- Stated exercise: Copy the records below word for word, from the line containing "Practice. Place a marker on each instance of the red roof" through the last line of the records.

Point placement records

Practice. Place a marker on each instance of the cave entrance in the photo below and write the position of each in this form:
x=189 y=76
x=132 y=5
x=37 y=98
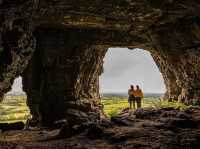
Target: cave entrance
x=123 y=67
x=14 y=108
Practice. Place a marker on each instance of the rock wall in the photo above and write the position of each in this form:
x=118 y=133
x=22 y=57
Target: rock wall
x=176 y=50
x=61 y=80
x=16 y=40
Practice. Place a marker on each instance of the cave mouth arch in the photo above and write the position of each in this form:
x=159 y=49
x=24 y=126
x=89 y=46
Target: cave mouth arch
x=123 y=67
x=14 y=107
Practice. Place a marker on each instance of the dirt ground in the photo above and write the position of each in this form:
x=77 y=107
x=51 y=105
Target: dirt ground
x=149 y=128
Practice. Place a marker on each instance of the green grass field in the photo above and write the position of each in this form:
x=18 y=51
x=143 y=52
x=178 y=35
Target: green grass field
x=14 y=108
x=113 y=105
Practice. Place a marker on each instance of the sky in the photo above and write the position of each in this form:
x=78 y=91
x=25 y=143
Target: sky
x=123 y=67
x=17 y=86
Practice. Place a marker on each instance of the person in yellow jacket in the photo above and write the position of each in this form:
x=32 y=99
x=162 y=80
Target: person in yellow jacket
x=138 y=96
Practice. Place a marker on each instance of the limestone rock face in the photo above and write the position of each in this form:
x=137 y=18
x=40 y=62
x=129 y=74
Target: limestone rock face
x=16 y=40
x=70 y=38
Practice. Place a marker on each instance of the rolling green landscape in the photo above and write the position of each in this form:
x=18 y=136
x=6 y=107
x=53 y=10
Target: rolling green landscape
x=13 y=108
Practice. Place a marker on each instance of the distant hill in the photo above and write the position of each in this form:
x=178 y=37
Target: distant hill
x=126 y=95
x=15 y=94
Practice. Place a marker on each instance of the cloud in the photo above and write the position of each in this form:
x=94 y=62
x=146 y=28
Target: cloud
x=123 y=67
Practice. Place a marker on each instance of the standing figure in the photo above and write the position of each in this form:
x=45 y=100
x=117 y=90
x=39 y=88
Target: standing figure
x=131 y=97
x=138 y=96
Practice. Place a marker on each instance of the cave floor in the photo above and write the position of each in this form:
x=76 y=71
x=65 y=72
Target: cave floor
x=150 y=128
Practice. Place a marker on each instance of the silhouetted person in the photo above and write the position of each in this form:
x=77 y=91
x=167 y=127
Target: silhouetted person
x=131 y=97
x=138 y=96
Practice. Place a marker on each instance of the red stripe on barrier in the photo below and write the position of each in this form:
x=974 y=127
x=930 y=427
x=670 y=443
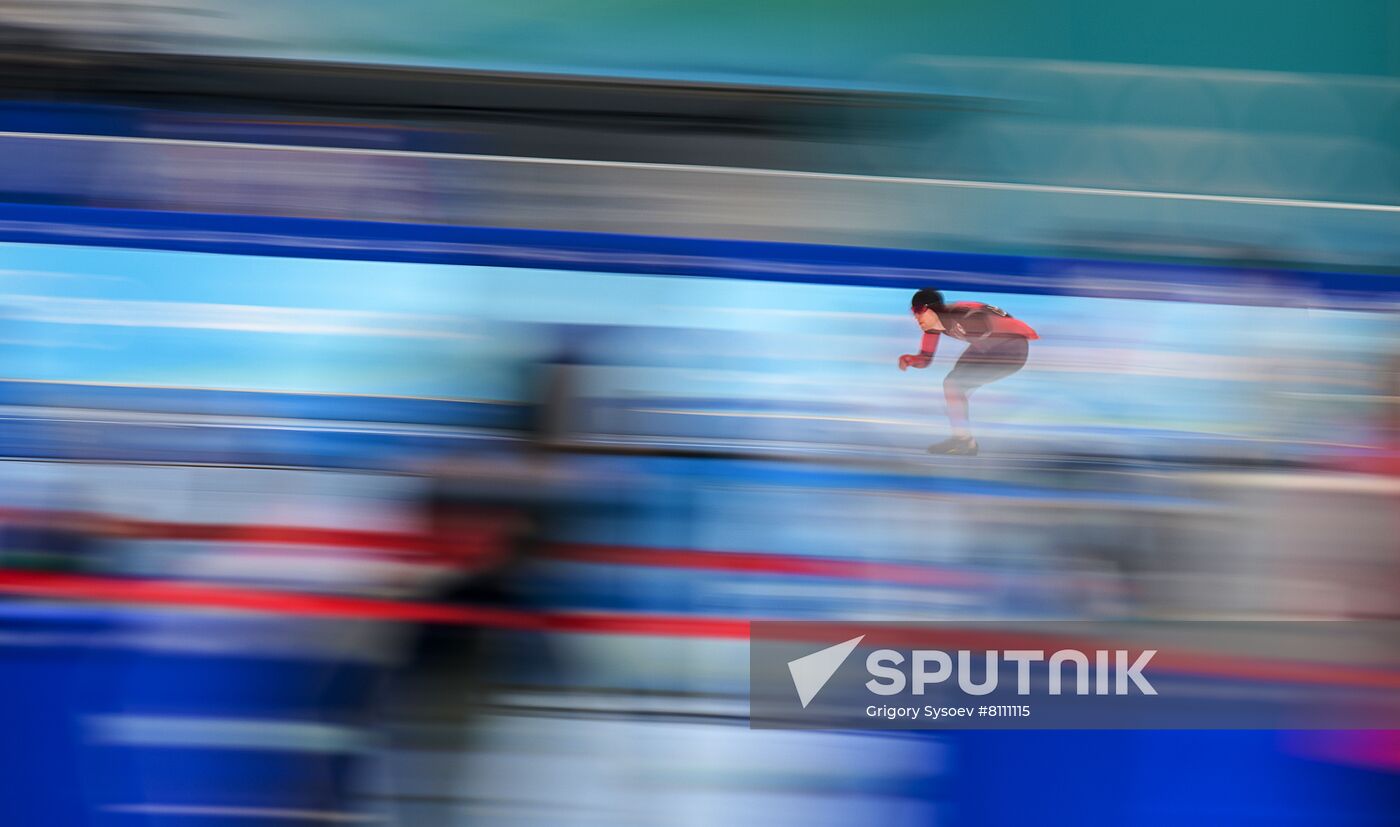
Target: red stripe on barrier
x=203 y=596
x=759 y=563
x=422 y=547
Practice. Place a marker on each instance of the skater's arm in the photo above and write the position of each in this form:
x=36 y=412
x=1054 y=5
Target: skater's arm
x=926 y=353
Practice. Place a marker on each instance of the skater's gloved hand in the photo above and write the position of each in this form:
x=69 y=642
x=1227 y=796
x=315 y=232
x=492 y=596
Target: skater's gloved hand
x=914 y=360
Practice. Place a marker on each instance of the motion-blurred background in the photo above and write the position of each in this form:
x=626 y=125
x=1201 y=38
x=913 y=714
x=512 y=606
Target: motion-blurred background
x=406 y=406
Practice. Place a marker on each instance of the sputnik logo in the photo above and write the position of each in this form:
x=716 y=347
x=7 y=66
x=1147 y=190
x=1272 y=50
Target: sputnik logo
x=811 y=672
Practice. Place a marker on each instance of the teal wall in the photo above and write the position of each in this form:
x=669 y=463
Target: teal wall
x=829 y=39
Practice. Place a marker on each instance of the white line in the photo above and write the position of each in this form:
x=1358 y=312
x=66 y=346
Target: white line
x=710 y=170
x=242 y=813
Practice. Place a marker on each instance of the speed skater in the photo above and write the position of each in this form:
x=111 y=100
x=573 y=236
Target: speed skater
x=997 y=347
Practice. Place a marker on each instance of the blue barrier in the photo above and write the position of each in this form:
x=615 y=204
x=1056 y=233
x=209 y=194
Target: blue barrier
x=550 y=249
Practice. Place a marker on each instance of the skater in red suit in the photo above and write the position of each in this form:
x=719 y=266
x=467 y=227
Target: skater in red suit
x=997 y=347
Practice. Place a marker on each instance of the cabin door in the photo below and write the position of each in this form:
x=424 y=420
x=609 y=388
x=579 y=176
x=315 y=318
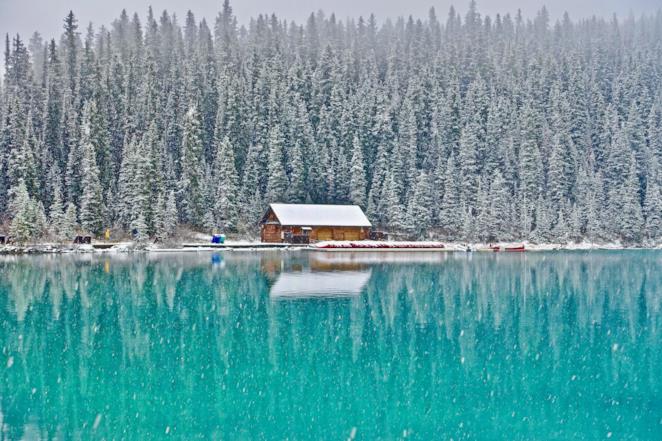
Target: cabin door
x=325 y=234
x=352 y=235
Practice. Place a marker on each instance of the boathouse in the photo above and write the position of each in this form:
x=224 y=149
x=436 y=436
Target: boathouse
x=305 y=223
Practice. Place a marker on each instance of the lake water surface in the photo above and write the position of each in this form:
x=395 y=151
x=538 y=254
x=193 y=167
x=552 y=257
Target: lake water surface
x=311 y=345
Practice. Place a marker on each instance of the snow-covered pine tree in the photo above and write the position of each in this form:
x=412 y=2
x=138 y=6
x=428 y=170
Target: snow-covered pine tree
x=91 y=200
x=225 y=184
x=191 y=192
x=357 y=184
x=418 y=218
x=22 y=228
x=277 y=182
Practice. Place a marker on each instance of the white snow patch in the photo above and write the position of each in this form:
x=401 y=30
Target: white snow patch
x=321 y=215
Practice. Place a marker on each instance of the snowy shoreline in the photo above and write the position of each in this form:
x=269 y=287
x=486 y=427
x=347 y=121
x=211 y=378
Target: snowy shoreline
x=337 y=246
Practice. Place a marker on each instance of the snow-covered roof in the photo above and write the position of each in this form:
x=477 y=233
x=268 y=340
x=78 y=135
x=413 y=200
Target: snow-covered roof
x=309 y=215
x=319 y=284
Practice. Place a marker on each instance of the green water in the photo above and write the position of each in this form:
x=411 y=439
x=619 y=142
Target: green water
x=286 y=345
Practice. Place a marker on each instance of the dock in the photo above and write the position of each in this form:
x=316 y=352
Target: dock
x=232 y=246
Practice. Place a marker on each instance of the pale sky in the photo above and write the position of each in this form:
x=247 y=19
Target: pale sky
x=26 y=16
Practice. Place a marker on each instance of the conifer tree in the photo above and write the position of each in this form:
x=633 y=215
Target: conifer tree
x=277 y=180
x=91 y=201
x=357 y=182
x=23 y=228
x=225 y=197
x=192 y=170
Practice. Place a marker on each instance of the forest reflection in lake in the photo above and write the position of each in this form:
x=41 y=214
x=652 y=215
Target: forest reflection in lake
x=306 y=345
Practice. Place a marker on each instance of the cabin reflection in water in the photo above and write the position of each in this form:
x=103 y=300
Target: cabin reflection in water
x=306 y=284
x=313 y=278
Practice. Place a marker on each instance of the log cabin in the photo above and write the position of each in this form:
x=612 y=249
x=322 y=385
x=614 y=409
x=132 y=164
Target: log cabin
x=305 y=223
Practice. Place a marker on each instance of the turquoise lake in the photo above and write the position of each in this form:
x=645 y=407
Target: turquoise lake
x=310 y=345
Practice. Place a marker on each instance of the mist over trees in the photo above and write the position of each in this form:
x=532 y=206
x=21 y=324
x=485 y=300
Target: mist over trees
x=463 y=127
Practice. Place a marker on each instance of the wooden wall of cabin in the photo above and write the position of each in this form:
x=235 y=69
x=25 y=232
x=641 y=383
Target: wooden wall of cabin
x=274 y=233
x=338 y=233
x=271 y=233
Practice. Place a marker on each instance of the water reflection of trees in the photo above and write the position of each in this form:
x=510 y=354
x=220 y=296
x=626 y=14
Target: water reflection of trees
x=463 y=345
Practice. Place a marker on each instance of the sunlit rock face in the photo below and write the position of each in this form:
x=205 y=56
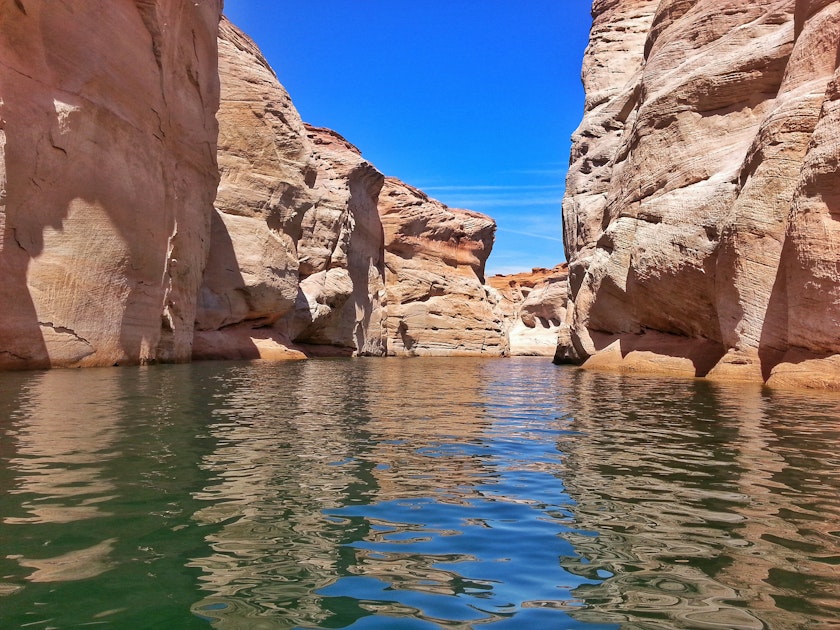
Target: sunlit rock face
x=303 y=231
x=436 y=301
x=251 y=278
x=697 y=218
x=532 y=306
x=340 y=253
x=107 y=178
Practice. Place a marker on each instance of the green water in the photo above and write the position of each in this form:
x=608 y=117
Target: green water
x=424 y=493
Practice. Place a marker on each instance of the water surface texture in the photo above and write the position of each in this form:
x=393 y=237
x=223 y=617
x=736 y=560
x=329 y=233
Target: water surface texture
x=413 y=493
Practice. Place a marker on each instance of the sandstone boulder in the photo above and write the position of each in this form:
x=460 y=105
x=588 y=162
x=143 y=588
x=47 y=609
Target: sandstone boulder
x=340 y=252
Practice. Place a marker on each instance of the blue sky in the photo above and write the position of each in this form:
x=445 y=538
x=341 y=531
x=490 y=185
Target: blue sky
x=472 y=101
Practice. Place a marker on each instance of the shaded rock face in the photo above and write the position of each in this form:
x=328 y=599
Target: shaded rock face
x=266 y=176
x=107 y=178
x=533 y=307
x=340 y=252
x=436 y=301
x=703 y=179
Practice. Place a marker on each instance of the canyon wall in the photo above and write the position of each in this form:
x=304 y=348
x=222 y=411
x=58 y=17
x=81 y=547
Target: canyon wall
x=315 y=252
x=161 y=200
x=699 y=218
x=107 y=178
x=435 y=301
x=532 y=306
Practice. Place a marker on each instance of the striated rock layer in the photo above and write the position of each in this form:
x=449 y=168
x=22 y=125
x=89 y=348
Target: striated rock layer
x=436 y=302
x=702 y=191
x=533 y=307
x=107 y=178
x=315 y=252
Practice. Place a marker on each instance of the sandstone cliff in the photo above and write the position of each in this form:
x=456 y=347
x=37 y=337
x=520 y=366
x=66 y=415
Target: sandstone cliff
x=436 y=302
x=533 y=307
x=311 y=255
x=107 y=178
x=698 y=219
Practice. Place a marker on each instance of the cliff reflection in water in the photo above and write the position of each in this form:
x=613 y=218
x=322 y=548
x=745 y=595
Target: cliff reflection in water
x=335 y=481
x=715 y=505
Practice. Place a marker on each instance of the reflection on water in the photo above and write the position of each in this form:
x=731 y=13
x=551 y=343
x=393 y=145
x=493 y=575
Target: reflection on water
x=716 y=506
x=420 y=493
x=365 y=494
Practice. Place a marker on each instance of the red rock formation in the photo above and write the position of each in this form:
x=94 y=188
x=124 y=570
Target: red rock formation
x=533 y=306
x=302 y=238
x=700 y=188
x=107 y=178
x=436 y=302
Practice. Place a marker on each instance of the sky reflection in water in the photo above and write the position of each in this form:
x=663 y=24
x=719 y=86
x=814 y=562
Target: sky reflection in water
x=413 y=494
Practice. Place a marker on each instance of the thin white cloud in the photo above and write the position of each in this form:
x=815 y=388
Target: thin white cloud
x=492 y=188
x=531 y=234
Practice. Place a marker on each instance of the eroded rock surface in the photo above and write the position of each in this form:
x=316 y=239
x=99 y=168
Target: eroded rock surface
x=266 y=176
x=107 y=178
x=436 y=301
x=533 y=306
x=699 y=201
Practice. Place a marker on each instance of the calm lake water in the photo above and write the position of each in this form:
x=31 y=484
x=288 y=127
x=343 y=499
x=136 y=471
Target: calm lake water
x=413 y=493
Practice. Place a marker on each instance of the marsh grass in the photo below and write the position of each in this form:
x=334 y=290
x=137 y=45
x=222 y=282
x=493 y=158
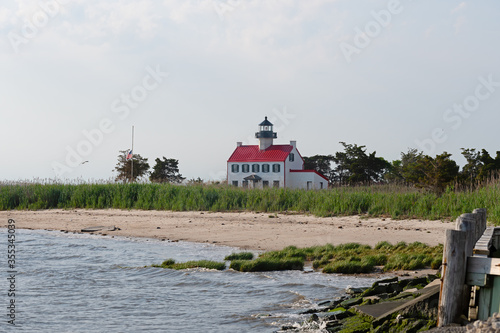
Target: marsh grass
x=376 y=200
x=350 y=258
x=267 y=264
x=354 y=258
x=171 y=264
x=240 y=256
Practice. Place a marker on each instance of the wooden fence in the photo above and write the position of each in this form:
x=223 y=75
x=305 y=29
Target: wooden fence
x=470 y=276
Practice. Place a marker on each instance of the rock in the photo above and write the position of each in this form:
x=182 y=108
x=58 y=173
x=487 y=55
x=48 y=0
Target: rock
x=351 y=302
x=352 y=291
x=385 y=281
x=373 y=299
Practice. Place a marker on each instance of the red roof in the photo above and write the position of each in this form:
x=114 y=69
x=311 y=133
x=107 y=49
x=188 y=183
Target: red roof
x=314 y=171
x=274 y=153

- Reply to the exercise:
Practice. Place a marker on each instance of the red roof in the photo above and write the position of each in this form:
x=114 y=69
x=311 y=133
x=107 y=49
x=188 y=183
Target: red roof
x=314 y=171
x=274 y=153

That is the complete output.